● Selected passage:
______
Sunday, 26 April 2009

Image politics and the child fleeing Mumbai

A family I have known through my cousin's wife, is shifting base from Mumbai to Bangalore. At first I thought it was due to professional reasons. The family, wife, husband and their daughter, are well-off at Mumbai and he runs a business with great turnovers.

Considering people love to live in Mumbai if they are the `moneyed' type, I was rather curious thought not entirely surprised. The husband, has his company offices at Mumbai and Bangalore, and shuttles between the two cities rather frequently. He spends half a month in one city and the other half in another city, not to forget the trips to his office in the US of A once a while.

The girl, in her mid-schooling years, is mature for her age and has some achievements to her credit. And the wife, is a happy housewife.

What my cousin's wife just revealed has baffled me. The family is shifting base to Bangalore, solely for the daughter's sake. Culture clash.

For once, not language as a direct tool of oppression and isolation, but inflicting of a different culture and something I feel is racism in its own subtle way.

The child misses her father because of his frequent business trips and longs for his physical presence, in a way, the security he provides. What's hurt her tender mind all the more, is that she has no friends.

Apparently, she told her aunt, that her classmates refuse to be friends with her if she wears a bindi. I have heard about the discrimination based on wearing that red mark on the forehead several times. I have also felt that it is not something that needs to be imposed on children, anyone for that matter. But that we as a society have created a sense of isolation for the little child, on the basis of her traditional values!

She mentioned to her aunt, that her classmates were corrupt, that she hardly has friends because she learns Bharatnatyam, the classical Indian dance form and not the Hindi film numbers that they are taught in their dance classes. With a sufficiently southern upbringing, it is understandable that she was conditioned to learn a classical Indian dance form, and she loves it too.

She performs at various functions, places and even wins accolades for them. Sadly, her neighbourhood, her peers and her school teachers refuse to understand this. Obviously, if they had, they would have taught the children to respect the differences.

The trouble: anything classical is looked down upon in this city, unlike in the South, particularly Chennai, where girls are taught classical art forms with ease.

For these reasons and more, her family too is not ease with Mumbai, despite living in a neighbourhood with many South Indians.
______
● Data lines:
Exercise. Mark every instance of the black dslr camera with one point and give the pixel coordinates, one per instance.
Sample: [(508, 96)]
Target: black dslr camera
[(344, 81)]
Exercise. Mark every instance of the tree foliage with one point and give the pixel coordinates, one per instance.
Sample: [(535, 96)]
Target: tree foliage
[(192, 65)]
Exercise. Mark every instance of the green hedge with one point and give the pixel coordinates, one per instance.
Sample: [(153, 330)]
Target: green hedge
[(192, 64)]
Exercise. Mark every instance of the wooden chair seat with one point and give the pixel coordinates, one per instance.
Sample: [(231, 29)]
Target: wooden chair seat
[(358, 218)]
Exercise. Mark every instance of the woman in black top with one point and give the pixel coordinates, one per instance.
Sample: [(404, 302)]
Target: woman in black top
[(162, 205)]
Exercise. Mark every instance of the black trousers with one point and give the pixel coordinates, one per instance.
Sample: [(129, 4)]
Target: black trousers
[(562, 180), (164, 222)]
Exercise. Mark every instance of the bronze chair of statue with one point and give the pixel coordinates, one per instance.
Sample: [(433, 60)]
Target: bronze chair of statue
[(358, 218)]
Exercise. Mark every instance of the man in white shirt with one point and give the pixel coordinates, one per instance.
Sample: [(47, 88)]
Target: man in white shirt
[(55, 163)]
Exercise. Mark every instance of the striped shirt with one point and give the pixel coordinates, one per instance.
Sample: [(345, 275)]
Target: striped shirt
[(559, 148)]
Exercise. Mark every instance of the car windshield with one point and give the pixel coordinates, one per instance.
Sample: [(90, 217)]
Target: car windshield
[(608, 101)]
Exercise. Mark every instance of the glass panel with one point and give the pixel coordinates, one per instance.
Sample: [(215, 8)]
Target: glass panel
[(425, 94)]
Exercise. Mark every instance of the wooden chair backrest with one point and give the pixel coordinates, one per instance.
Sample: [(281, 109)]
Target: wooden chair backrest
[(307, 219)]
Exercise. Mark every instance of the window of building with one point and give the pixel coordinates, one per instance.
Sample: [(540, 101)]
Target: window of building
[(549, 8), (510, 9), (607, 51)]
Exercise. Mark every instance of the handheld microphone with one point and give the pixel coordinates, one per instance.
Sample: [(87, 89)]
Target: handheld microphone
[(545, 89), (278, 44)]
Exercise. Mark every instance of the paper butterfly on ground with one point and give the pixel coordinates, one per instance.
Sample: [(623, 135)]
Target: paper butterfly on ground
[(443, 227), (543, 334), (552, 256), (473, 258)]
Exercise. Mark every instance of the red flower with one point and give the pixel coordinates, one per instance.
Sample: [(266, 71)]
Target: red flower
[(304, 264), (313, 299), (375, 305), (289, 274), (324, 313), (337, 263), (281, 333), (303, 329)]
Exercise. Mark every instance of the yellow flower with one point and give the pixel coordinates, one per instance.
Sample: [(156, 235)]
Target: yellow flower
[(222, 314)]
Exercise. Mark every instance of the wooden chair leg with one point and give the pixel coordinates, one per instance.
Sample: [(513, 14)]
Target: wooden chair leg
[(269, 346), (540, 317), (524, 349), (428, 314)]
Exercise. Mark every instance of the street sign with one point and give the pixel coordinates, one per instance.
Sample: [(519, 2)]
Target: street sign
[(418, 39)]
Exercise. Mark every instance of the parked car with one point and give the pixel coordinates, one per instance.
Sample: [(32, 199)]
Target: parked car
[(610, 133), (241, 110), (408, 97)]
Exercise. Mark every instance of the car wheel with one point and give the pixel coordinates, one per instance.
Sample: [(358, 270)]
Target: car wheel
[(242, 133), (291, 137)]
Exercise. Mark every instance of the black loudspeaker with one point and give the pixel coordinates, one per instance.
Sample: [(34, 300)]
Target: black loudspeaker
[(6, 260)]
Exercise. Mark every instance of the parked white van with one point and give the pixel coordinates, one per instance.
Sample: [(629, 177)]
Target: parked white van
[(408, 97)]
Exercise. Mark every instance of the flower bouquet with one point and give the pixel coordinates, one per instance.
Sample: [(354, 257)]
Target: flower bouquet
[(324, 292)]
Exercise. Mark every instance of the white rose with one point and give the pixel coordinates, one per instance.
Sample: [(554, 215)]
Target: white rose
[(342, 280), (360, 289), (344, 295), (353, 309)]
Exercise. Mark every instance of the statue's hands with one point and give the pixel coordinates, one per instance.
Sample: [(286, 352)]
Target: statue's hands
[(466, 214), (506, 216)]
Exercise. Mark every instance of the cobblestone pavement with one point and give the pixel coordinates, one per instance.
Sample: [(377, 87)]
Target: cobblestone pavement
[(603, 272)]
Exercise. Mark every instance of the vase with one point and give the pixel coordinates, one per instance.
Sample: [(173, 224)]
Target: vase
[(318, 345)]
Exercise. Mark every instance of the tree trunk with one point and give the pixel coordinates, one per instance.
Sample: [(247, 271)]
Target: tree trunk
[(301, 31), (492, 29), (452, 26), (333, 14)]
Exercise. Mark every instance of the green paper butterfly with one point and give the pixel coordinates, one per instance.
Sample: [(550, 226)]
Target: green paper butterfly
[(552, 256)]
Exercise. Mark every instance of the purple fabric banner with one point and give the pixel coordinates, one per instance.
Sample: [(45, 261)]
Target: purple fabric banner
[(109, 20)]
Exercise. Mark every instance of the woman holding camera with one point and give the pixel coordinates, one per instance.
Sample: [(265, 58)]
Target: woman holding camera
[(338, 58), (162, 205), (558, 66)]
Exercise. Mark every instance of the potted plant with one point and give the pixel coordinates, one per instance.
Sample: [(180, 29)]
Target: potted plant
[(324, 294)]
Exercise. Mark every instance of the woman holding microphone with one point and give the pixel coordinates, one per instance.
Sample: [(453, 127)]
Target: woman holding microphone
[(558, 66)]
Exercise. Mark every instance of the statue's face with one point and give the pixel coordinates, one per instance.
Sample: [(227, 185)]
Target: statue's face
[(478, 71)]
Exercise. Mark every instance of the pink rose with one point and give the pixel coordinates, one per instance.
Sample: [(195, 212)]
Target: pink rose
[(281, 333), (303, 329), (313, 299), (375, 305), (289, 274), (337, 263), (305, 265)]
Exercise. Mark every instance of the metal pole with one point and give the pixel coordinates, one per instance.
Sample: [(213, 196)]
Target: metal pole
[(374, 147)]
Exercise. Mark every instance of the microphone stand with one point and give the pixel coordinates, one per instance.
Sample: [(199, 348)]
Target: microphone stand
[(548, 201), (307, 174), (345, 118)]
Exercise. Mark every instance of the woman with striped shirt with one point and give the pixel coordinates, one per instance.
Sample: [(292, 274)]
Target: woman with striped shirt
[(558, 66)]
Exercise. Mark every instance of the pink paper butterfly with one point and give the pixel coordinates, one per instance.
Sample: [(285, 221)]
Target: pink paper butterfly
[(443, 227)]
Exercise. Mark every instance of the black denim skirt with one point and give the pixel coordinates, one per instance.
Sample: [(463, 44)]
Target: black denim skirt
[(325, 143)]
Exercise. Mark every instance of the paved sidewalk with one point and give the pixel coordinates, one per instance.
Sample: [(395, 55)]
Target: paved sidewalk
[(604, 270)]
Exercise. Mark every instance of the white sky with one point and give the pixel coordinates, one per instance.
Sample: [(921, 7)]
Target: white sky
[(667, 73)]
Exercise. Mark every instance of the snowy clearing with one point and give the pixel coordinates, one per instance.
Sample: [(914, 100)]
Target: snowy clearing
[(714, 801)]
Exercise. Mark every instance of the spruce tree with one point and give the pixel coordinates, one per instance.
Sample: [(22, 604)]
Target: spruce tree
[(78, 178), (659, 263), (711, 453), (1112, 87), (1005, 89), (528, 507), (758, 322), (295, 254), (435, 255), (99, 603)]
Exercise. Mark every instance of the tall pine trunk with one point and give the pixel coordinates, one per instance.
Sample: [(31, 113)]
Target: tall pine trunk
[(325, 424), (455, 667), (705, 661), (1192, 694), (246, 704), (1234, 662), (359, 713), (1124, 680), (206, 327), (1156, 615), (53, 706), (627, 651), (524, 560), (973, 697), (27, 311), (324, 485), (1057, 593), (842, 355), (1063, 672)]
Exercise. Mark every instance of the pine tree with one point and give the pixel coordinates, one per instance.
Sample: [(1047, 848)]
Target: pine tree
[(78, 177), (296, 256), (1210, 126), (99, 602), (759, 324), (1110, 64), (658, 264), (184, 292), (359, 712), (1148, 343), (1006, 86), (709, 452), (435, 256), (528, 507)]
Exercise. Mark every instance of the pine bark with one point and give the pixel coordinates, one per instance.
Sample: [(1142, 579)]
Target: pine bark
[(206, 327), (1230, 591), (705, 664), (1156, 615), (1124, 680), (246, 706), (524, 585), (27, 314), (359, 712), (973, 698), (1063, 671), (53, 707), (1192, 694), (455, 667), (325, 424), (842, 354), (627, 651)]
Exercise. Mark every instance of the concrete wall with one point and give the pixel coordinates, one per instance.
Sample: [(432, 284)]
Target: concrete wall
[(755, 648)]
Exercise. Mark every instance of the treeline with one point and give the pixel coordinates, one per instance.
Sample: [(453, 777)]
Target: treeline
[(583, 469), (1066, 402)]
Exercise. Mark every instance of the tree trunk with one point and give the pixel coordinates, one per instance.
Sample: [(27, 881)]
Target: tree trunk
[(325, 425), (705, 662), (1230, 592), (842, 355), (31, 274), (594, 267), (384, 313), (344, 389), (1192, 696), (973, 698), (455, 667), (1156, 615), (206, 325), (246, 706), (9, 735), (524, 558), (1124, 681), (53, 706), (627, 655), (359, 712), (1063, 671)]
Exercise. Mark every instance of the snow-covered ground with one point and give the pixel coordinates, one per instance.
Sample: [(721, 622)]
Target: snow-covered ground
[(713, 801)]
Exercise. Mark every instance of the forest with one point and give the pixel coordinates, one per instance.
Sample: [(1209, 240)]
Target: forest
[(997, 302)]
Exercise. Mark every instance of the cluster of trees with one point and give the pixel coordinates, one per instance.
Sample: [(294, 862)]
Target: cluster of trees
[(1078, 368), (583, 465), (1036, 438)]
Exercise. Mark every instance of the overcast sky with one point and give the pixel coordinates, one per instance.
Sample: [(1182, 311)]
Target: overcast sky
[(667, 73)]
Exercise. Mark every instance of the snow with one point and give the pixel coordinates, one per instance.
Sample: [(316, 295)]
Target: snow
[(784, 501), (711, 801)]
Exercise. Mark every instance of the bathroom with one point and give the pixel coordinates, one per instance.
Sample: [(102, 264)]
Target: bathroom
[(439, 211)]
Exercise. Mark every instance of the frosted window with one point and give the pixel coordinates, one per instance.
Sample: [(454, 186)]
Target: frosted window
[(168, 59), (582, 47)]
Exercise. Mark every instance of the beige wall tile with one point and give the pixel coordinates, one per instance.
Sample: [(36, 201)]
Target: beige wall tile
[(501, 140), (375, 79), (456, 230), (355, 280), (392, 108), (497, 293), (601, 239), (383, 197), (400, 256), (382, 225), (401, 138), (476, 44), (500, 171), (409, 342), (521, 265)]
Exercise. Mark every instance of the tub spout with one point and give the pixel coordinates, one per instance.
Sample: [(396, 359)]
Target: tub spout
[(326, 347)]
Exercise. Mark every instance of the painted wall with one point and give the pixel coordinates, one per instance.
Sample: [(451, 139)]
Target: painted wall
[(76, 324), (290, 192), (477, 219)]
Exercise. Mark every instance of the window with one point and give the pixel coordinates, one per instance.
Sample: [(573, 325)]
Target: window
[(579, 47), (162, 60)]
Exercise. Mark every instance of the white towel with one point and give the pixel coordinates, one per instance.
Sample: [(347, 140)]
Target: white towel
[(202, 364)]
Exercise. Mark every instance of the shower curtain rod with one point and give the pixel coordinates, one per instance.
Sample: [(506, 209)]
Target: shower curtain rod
______
● Requests:
#1 Translate this sentence from the blog post about the child leaving Mumbai into Spanish: "She performs at various functions, places and even wins accolades for them."
#2 Write out the blog post about the child leaving Mumbai from "She mentioned to" up to and including "loves it too.", word for word.
#3 Extend the blog post about the child leaving Mumbai, picking up after its final sentence.

● Answers to the tasks:
#1 Actúa en diversas funciones y lugares, e incluso gana reconocimientos por ellas.

#2
She mentioned to her aunt, that her classmates were corrupt, that she hardly has friends because she learns Bharatnatyam, the classical Indian dance form and not the Hindi film numbers that they are taught in their dance classes. With a sufficiently southern upbringing, it is understandable that she was conditioned to learn a classical Indian dance form, and she loves it too.

#3
The child's plight reminds me of those little remarks I hear from my neighbours' children, who have become conditioned to believe that a pavadai and blouse are clothes that are blasphemous to their peers, and so, are somehow `bad' to be worn. They would rather wear western clothes that will keep them their friends. They would rather sport gadgets that will make them a favourite among their snobbish lot of friends!

For once, I have had to rethink my own views about tradition. I have always believed tradition should not be inflicted, that conventions should not be imposed. The bindi bit for instance - As a teenager, I had picked up a fight with my friends when they removed the sticker bindi from my forehead once. I thought I had lost something big, for I had to answer my mother for it after college hours. Years later, I began to discard it, in protest, or rather because I hated something of the sort being inflicted on me as a person.

Should I rather go back to wearing it with a vengeance now? Considering there is so much politics of imagery dictating our children's thoughts against tradition?

Today, I find myself at the other end of the argument, where what is perceived as `modern' by the society so influenced by `Bollywoodised' TV shows, inundation of films and an misconstrued influences of the West. Somehow we seem to pick up the wrong lessons from the West.

For, most Western TV shows I watch give me the feeling that family values and traditions are not after all taboo in the West, where homemakers are not exactly looked down upon, and where tradition is still something many people hold on to.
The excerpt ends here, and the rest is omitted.